作業内容:
下の原文によると、従来のワイパーブレードでワイパーアーム9と結合される部材は何と呼ばれているか答えてください。

説明

発熱体を備えたワイパーブレード及びその制御方法

【課題】発熱体を備えたワイパーブレードを車両の運転状態及び外気温などを勘案して自動的に発熱体に電力を供給することにより、発熱体を適宜制御することができてエネルギーを節約することができる発熱体を備えたワイパーブレード及びその制御方法を提供する。
【解決手段】ワイパーブレード内に内蔵された発熱体41を自動的にオンまたはオフさせることにより、外気温が低い冬期にもワイパーブレードの状態をガラスの表面を払拭するために最適な状態に維持する。発熱体が内蔵され、車両のワイパーアームに結合されて一緒に移動しながらガラス面を払拭するワイパーブレードの制御方法であって、車両のエンジン11の作動の有無を検出する段階と、車両の外部温度を検出する段階と、検出されたエンジンの作動に関する情報と外部温度に関する情報に基づいて発熱体に自動的に電力を供給する段階とを含む。

【発明の詳細な説明】
【技術分野】
【0001】
本発明は自動車のワイパー装置に取り付けられてガラス面を払拭するワイパーブレードに関し、より詳細にはワイパーブレードに内装された発熱体を自動的にオンまたはオフさせることにより、外気温が低い冬期にもワイパーブレードの状態をガラスの表面を払拭するために最適な状態に維持することができるようにした発熱体を備えたワイパーブレード及びその制御方法に関する。
【背景技術】
【0002】
図1に示すように、従来のワイパー装置は、自動車に内蔵されているモーター(図示せず)によって左右に回転運動するワイパーアーム9と、このワイパーアーム9に取り付けられ一緒に動くワイパーブレード1を含む。ワイパーブレード1は、ガラス面(図示せず)に密着して移動しながらガラス面を払拭するゴムストリップ2を備えている。
【0003】
ワイパーブレード1はワイパーアーム9に結合されてモーターの駆動によって所定角度で旋回する。このために従来のワイパーブレード1は、ワイパーアーム9と結合される第1リンク部材3と、この第1リンク部材3に結合されてワイパーアーム9の圧力を均一に伝達するための複数の第2リンク部材5と、この第2リンク部材5に結合されてゴムストリップ2を連結するための複数の第3リンク部材7を含む。

(ポイントアノテーションデータセットの項目)
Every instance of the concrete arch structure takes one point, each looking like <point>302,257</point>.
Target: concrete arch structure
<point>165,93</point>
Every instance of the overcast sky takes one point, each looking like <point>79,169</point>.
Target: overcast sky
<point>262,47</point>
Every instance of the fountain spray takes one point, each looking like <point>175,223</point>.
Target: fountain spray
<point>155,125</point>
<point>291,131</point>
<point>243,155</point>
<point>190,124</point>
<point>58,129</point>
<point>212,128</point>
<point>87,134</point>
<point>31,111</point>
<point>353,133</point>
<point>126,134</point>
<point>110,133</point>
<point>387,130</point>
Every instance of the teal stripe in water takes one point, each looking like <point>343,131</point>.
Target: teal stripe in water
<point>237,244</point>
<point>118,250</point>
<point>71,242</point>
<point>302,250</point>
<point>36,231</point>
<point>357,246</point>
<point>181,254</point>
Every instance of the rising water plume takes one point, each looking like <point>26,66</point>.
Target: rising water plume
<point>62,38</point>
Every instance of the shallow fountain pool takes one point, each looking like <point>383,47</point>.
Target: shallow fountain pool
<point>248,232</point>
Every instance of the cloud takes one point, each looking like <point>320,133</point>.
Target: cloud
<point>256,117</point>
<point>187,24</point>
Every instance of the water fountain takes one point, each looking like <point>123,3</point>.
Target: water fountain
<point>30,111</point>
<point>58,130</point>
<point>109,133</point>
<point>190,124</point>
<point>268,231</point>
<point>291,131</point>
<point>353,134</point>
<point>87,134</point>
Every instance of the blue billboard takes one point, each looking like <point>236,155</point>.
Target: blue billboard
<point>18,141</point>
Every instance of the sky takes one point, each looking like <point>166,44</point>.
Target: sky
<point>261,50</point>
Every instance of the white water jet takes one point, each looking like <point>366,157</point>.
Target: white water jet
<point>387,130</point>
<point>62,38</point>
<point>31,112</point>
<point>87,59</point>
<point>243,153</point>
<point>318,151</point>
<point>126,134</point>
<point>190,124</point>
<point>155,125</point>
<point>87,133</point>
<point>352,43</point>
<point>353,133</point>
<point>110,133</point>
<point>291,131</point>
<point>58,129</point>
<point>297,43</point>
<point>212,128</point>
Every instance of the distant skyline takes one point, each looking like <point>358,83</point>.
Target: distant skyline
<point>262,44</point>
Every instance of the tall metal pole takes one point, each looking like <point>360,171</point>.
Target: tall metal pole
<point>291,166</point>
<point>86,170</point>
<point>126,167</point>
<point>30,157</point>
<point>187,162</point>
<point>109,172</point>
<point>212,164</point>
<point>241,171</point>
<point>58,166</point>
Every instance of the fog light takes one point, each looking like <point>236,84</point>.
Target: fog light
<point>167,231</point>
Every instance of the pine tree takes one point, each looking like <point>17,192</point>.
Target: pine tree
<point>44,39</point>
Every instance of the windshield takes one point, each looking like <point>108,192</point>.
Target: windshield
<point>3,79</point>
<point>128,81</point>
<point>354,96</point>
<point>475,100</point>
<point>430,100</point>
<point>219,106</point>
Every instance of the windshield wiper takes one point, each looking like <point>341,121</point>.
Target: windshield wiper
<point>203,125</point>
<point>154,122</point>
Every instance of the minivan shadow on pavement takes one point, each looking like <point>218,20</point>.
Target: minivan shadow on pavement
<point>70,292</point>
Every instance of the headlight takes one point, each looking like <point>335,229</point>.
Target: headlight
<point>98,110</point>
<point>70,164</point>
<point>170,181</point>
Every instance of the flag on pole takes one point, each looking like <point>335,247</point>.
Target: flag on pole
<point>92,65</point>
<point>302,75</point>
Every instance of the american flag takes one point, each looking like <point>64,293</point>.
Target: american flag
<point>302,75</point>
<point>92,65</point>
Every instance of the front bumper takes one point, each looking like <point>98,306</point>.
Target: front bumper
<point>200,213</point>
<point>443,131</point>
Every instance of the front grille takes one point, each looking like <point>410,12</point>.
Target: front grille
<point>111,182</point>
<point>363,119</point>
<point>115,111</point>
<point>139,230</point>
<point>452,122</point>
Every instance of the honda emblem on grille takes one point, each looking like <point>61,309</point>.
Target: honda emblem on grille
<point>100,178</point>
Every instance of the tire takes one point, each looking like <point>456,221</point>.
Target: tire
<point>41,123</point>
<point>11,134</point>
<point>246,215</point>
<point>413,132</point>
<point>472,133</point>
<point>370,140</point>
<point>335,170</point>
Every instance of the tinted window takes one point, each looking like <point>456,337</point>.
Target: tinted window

出力全文:
第1リンク部材3